WHAT IS EXPECTED -
Arrange every line of the records below as a numbered list, skipping any blank lines. Leave the pictures out of your answer.

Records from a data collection

# # # #

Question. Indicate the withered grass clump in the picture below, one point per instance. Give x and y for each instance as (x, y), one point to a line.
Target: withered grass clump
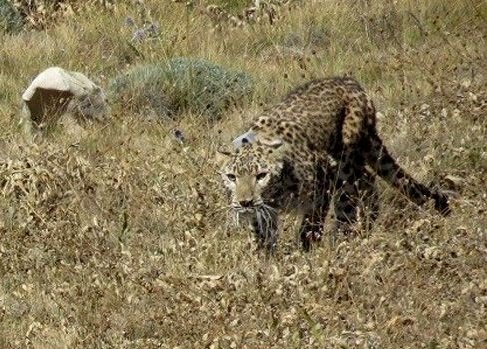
(121, 237)
(181, 85)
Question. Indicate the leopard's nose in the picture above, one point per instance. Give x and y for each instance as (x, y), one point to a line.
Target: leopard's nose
(246, 203)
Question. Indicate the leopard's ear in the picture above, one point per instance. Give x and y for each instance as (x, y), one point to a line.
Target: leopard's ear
(225, 150)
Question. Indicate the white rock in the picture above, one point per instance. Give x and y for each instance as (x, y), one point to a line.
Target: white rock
(56, 92)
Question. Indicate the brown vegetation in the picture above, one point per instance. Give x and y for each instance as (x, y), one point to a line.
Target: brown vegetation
(117, 238)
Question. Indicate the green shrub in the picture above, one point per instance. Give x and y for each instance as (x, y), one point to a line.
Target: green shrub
(181, 84)
(10, 19)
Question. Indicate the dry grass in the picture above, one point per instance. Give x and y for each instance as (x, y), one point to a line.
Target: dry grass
(117, 238)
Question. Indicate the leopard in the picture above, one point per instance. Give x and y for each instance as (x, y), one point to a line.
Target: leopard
(318, 146)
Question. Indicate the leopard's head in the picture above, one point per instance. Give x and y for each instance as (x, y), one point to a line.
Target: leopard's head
(250, 174)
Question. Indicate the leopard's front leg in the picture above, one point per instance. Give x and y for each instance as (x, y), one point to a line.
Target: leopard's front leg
(265, 225)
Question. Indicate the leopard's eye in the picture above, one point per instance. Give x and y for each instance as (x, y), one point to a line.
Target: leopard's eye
(261, 175)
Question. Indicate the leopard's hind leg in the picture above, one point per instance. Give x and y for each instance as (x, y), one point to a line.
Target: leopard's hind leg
(356, 199)
(311, 229)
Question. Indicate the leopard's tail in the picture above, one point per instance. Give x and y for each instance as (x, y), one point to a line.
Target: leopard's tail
(385, 166)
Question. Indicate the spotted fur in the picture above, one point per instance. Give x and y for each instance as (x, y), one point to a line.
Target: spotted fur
(319, 144)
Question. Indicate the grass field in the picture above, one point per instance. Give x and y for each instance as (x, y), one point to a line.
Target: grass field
(118, 237)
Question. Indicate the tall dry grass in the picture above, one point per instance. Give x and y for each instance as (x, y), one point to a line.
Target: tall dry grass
(117, 238)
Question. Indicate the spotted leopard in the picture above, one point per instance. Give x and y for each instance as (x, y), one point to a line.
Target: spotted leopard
(319, 144)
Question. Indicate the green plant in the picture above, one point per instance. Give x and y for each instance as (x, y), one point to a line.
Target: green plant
(10, 19)
(181, 84)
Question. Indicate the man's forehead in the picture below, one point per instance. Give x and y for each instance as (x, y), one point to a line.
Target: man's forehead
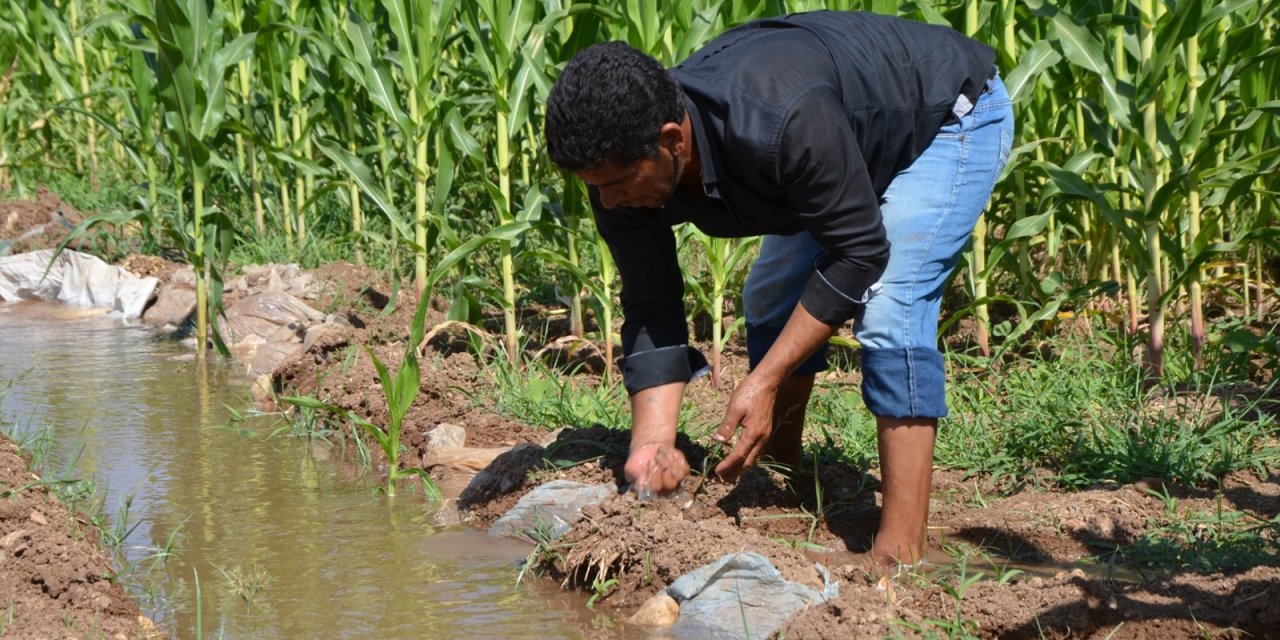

# # # #

SOLUTION TO THIS EXERCISE -
1. Question. Indicate the withered grass clump in the picture below, one point per instance. Give x and y for each instance as (x, y), one point to a line.
2. Target: withered grass clump
3. (121, 237)
4. (181, 85)
5. Question. Indicate the leopard's nose in the picture above, one point per instance. Give x and y for each instance as (x, y), one point to a line.
6. Target: leopard's nose
7. (246, 203)
8. Question. Indicate the leopard's ear in the picture above, one point per instance. Give x and y for each instance as (x, y), one point to a line.
9. Target: leopard's ear
10. (225, 150)
11. Question. Indicate the white rock in the picture above, one point per instance. Give x and y for each instance as (x, y), one point to a line.
12. Target: white rock
13. (56, 92)
14. Question. Indicate the brown vegetation in the picture above, one point per instance. Give x and y for each instance as (x, y), one point to a line.
15. Target: brown vegetation
16. (117, 238)
17. Question. Indicate the green shrub in the picture above, one point per instance. Give x and y for each instance as (x, y), one point to a line.
18. Target: green shrub
19. (181, 84)
20. (10, 19)
21. Question. Indicate the dry grass in the picture above, one point per instance. Give x and y for each instance as (x, y), one point to a line.
22. Target: dry grass
23. (117, 238)
24. Question. Indicate the leopard in the picture above, one point per instance. Give x and y for each instance as (x, y), one point to a line.
25. Target: leopard
26. (318, 146)
27. Question. Indicate the leopard's head in the picture above, one point per instance. Give x and y for each instance as (x, y), one point to a line.
28. Target: leopard's head
29. (250, 174)
30. Question. Indicate the leopard's front leg in the picture above, one point per instance. Give x and y for each instance as (x, y), one point to a line.
31. Target: leopard's front leg
32. (265, 225)
33. Question. Indicate the leopard's eye in the picture above, one point per instance. Give x and y for each instance as (x, y), one point to a line.
34. Target: leopard's eye
35. (261, 175)
36. Question. Indicate the leopard's hind leg in the picture above, one point per instance. Give x and y for each instance as (x, y), one point to a line.
37. Target: leopard's hind leg
38. (356, 199)
39. (311, 229)
40. Question. Indicate the leopard's tail in the picture above, one point per instance. Give x and y for each instance as (x, y), one point to a line.
41. Target: leopard's tail
42. (385, 166)
43. Question. Indicate the spotted fur in the picture above, one point per instance. Give x and y for each instance as (x, y), one point to a line.
44. Target: spotted fur
45. (319, 144)
46. Question. Indicate the grass field in the picture above, one point per instance. Give x and y for each instance as (x, y), one point to a line.
47. Target: grass field
48. (118, 237)
49. Question. Indicate the tall dry grass in the picture above, one point per instance. Give x and y for each instance as (x, y), one point to a line.
50. Target: tall dry grass
51. (117, 238)
52. Question. Indicate the spotted leopard in the picture above, one point per instance. Give x and y for each instance as (x, y), one point to a line.
53. Target: spotted leopard
54. (319, 144)
55. Question. Indicate the green plant in the picture above, one point per instance. Give x and y for each instance as (x, y), one point to a line.
56. Target: green plant
57. (10, 19)
58. (181, 84)
59. Question. Indicate the man's forehead in the picture below, one point per instance. Give x and y for each instance as (x, y), one point to a line.
60. Target: man's forehead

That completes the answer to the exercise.